[Stored items from a collection]
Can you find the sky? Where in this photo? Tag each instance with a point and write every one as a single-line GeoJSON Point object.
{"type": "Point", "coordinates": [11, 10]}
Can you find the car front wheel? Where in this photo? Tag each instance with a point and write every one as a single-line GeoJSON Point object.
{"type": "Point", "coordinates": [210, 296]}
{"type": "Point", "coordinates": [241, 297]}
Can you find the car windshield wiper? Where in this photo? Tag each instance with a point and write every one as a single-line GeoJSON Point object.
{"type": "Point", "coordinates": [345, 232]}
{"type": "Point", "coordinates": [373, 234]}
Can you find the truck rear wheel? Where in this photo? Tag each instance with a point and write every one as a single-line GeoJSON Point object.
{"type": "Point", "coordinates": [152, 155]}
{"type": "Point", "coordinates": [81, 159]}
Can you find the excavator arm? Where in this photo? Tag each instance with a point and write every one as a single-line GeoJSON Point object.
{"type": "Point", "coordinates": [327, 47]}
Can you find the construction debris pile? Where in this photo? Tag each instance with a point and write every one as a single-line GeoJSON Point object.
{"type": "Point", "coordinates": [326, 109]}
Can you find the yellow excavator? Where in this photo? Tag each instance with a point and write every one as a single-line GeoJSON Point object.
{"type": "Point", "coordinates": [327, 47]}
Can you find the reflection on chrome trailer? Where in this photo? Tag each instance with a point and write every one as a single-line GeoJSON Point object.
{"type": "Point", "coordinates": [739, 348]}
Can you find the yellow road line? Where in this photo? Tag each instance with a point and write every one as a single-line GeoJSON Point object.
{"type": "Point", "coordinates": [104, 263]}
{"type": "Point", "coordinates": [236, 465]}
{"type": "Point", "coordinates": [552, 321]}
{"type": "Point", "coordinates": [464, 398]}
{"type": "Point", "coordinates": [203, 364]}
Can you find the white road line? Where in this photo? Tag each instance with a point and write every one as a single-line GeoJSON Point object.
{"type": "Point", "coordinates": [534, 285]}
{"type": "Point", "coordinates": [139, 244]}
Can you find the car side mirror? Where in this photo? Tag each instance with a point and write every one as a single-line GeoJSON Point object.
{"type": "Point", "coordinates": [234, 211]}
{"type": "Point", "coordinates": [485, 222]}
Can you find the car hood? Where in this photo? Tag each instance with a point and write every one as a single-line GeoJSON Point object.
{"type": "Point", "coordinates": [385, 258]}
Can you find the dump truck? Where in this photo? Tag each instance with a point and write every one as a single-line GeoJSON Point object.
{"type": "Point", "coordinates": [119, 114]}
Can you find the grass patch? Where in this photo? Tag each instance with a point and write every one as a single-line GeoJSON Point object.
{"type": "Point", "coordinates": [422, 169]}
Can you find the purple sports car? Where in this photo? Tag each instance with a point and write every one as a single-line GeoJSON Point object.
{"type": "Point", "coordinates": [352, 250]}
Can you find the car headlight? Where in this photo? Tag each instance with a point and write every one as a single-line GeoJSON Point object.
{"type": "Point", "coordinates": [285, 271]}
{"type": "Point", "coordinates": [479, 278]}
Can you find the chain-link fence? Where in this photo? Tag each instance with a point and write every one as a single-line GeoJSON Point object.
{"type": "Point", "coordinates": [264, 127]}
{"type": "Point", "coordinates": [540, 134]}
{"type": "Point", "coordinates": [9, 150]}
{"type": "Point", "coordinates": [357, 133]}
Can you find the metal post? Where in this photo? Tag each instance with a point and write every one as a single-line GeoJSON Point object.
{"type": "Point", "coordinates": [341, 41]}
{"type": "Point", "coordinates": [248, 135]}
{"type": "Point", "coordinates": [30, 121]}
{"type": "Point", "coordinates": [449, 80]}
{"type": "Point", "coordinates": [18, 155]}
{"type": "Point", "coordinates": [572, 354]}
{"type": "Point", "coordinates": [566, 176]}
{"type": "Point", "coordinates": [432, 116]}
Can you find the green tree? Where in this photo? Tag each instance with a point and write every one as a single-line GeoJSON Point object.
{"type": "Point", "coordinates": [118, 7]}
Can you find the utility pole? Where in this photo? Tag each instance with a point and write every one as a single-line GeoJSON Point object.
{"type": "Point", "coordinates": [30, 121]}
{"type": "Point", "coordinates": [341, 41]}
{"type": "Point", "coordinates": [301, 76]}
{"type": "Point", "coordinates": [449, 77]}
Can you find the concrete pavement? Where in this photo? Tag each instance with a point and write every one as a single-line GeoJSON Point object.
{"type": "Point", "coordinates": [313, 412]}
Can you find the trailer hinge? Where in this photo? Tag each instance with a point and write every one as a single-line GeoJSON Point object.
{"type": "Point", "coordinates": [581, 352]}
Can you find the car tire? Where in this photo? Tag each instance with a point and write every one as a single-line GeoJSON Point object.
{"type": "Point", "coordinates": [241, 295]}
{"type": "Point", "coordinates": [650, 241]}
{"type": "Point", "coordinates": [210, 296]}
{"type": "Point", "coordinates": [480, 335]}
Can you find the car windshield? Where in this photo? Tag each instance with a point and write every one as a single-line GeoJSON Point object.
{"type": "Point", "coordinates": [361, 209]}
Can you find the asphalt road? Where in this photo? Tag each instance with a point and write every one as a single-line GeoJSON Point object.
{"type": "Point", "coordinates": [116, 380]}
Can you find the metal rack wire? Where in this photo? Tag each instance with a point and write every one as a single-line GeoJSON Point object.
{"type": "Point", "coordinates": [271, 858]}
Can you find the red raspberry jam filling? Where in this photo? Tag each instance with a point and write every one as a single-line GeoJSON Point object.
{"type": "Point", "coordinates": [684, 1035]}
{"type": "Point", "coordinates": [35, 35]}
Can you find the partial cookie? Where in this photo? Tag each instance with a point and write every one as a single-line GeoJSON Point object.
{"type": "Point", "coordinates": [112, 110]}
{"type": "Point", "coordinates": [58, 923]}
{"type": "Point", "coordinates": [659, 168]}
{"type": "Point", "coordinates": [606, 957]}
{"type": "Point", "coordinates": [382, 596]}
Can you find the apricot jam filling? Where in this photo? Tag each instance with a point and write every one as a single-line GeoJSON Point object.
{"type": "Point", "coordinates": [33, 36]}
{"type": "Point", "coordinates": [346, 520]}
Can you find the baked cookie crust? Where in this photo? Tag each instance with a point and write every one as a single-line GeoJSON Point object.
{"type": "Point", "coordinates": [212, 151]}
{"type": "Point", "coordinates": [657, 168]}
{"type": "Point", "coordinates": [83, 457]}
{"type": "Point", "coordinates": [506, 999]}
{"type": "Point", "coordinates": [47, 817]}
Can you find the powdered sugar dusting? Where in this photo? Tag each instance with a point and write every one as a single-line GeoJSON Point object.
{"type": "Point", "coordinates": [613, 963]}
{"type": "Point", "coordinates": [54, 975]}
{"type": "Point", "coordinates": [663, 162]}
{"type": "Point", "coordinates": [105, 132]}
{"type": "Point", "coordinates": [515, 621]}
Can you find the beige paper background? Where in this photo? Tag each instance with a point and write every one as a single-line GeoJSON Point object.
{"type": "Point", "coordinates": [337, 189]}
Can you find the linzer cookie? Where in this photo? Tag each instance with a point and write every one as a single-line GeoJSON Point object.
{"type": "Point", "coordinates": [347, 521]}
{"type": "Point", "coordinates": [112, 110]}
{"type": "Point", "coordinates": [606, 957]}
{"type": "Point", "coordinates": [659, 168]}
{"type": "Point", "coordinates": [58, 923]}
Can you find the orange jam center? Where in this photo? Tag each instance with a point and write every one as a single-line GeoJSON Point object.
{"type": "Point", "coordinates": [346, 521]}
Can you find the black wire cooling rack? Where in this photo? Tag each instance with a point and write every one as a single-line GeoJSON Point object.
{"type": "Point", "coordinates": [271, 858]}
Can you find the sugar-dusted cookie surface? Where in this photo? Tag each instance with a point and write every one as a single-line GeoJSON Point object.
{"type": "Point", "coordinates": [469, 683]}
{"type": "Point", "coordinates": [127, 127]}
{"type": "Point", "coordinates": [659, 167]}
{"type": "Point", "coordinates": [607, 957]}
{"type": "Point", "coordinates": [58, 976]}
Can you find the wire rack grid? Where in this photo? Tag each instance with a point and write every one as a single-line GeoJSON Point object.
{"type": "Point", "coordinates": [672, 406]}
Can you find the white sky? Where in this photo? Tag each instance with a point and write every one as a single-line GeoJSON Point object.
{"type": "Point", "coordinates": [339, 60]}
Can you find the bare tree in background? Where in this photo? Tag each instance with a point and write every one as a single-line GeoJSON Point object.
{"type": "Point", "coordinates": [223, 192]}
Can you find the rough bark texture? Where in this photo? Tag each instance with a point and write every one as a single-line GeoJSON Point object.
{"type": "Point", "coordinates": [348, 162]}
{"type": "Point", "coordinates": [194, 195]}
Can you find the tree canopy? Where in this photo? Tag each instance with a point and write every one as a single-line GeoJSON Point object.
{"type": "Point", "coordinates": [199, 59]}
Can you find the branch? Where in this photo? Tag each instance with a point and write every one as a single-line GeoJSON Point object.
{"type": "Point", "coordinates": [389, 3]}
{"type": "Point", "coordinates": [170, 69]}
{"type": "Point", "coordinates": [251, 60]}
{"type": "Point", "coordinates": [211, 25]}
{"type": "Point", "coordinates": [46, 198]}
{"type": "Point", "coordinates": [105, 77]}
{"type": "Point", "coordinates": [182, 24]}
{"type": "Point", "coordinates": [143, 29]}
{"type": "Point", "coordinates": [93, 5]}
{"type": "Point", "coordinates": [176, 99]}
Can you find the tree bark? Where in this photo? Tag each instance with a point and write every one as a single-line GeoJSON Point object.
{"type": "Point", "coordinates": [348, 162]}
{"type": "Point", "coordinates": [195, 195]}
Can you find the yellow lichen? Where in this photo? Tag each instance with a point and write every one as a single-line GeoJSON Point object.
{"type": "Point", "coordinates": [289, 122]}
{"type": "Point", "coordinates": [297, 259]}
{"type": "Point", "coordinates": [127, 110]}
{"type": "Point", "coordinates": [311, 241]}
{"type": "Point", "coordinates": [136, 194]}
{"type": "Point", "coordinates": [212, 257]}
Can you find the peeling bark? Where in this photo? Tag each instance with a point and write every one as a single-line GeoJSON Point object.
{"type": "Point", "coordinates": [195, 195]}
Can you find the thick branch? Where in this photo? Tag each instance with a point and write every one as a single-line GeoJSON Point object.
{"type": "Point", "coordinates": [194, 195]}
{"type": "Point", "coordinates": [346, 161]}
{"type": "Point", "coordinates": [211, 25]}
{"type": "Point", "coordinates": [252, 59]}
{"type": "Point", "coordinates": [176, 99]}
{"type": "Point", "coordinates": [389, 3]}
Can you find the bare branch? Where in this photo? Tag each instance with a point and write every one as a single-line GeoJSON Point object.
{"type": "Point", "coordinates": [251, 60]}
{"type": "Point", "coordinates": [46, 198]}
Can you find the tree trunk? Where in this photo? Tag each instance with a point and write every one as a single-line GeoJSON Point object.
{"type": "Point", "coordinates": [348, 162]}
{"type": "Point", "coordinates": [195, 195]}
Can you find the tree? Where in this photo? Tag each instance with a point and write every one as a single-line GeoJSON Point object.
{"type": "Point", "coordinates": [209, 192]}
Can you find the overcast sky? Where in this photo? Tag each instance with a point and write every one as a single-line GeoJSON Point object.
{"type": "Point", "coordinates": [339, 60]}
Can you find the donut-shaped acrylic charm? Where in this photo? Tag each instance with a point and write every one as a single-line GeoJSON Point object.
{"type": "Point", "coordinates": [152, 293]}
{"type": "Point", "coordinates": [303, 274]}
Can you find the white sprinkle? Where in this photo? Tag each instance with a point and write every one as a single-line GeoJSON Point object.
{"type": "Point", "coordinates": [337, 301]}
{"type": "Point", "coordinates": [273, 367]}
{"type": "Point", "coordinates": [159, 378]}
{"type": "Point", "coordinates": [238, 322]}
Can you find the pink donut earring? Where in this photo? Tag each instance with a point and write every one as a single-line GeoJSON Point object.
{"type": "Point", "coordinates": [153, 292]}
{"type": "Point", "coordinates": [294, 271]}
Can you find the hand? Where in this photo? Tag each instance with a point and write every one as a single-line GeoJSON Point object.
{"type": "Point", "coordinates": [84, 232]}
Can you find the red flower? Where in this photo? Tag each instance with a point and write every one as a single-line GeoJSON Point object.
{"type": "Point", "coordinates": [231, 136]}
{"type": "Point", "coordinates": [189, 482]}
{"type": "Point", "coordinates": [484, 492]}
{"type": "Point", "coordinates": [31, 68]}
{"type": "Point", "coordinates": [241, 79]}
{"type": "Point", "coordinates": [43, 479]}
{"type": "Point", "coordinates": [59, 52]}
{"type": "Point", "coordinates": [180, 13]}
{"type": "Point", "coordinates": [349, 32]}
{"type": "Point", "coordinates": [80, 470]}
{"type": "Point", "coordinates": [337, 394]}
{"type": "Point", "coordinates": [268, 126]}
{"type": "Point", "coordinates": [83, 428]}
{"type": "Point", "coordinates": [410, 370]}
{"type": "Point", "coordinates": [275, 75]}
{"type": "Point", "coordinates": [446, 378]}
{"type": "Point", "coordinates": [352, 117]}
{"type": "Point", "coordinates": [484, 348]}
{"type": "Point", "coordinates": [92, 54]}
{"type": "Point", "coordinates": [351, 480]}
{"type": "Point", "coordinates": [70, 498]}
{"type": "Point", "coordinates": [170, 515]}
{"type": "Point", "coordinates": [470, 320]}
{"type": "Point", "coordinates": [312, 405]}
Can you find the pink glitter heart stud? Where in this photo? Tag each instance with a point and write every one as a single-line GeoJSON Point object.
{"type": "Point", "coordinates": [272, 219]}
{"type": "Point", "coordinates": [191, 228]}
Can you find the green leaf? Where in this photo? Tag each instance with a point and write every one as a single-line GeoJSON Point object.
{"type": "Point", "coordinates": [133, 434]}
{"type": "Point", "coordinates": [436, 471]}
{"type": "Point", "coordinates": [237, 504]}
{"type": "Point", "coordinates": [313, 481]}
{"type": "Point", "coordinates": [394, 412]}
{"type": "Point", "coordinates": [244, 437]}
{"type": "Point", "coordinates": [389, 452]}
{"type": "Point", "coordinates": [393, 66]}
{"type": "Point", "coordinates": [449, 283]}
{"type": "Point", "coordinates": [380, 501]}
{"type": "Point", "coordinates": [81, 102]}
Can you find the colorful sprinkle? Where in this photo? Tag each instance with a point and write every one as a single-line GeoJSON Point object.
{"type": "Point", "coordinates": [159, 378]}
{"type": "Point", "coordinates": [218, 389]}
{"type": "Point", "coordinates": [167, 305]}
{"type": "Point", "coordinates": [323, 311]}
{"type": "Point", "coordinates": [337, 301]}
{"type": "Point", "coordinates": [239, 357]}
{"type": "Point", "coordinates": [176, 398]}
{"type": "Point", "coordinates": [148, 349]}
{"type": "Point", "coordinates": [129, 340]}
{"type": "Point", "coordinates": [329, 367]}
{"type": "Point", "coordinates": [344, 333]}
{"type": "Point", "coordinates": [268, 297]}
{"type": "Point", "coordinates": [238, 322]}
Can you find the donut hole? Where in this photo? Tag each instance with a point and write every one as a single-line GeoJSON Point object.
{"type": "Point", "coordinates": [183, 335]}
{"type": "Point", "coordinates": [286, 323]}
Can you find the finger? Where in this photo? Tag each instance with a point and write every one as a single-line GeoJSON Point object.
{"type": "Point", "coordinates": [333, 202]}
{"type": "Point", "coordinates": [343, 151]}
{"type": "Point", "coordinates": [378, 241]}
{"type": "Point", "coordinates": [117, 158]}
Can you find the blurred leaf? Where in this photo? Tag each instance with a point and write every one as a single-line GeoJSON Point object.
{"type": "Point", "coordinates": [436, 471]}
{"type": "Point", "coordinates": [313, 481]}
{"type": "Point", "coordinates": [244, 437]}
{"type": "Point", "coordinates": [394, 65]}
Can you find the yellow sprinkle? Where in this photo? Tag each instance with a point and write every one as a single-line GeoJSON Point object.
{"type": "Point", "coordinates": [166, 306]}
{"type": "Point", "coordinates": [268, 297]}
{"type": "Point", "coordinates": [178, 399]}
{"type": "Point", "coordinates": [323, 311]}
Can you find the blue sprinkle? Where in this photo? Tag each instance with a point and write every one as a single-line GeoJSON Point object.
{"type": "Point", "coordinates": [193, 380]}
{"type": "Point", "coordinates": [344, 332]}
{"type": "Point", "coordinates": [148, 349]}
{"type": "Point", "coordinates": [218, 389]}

- TASK ITEM -
The line containing "Can you find the blue" marks where to begin; copy it and every later line exactly, through the end of the data.

- RESULT FOR THIS EXERCISE -
Can you find the blue sprinkle? Where in this photo? Tag each instance with a point and write every one as a single-line GeoJSON Point object.
{"type": "Point", "coordinates": [193, 380]}
{"type": "Point", "coordinates": [344, 332]}
{"type": "Point", "coordinates": [148, 349]}
{"type": "Point", "coordinates": [218, 389]}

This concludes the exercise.